WHAT THE EXERCISE ASKS:
Rewrite the part of the records that opens with the line containing "Where can you find the purple" and continues through the end of the records as a JSON list of strings, one string per line, with blank lines omitted. Include only those lines.

ROWS:

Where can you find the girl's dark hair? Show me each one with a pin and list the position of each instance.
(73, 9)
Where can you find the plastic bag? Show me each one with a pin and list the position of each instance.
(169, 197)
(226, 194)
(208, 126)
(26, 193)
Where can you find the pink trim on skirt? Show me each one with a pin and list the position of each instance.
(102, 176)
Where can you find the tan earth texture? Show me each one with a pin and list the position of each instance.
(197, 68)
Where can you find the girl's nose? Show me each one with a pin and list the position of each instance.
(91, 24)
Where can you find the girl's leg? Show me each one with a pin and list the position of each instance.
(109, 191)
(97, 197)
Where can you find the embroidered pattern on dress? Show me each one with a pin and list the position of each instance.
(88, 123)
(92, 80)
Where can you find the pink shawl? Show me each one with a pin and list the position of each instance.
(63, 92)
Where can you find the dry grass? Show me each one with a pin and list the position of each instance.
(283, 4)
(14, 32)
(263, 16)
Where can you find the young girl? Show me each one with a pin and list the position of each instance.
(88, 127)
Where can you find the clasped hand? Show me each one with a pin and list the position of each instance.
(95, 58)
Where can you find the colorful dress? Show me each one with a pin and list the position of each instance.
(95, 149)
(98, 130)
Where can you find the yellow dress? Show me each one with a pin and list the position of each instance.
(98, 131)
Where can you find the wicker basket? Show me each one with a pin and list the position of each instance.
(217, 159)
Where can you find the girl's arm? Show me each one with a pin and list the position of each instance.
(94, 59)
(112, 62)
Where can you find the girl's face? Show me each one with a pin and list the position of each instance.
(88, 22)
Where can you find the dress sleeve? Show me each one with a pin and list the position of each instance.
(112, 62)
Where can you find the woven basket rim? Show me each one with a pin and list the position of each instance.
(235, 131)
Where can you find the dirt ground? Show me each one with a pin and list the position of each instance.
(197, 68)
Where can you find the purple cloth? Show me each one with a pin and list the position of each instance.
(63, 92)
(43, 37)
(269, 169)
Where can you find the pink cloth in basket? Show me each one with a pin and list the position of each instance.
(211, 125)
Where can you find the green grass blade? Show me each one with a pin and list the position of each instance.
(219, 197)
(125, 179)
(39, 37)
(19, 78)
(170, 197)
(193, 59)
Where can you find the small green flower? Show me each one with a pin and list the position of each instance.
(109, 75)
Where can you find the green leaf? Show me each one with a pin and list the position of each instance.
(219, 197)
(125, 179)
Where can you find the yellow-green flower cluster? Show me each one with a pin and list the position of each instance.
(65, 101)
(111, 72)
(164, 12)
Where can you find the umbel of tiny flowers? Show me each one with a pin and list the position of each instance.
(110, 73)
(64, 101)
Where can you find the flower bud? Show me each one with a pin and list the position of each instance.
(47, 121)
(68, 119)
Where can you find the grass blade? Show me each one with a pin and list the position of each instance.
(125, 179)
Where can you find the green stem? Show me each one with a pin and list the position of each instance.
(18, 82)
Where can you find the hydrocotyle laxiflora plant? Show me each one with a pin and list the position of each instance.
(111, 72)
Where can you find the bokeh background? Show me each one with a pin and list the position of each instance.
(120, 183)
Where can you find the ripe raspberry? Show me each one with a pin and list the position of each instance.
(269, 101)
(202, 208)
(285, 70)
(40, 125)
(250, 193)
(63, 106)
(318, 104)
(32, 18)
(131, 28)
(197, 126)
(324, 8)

RESULT BELOW:
[
  "Where can you find the purple cloth? Show me each one with a pin and list the position of each instance.",
  "(63, 92)",
  "(43, 37)",
  "(269, 169)",
  "Where can you find the pink cloth in basket? Show me each one with a pin and list the position of each instance.",
  "(211, 125)",
  "Where can you find the green grass blade? Show me each one with a pin and list the position of each instance.",
  "(219, 197)",
  "(125, 179)",
  "(39, 37)",
  "(19, 78)",
  "(170, 197)",
  "(193, 59)",
  "Where can you find the small green flower? Show me each one with a pin and list the position of each instance.",
  "(109, 75)",
  "Where can you find the green leaf? Show me each one with a pin and list the position of each instance.",
  "(219, 197)",
  "(125, 179)",
  "Where can you find the yellow-green flower cluster? Show me each one with a pin and list the position of each instance.",
  "(65, 101)",
  "(111, 72)",
  "(164, 12)",
  "Where can you find the umbel of tiny flowers? Show me each one with a pin and list the position of each instance.",
  "(110, 73)",
  "(64, 101)",
  "Where can you find the flower bud? Show me each one with a pin and list the position of each instance.",
  "(47, 121)",
  "(68, 119)",
  "Where can you find the grass blade? Show me each one with a pin and list the position of each instance.",
  "(125, 179)",
  "Where can you find the green stem? Show me each one with a pin and list the position of each instance.",
  "(18, 82)",
  "Where can you find the hydrocotyle laxiflora plant? Show me each one with a pin and list the position of each instance.",
  "(111, 72)",
  "Where can you find the bokeh background? Show me each one with a pin and list the position of each instance.",
  "(120, 183)",
  "Where can you find the ripe raspberry? Show me each one with a pin and list the position of each instance.",
  "(269, 101)",
  "(202, 208)",
  "(285, 70)",
  "(40, 125)",
  "(250, 193)",
  "(63, 106)",
  "(318, 104)",
  "(32, 18)",
  "(131, 28)",
  "(197, 126)",
  "(324, 8)"
]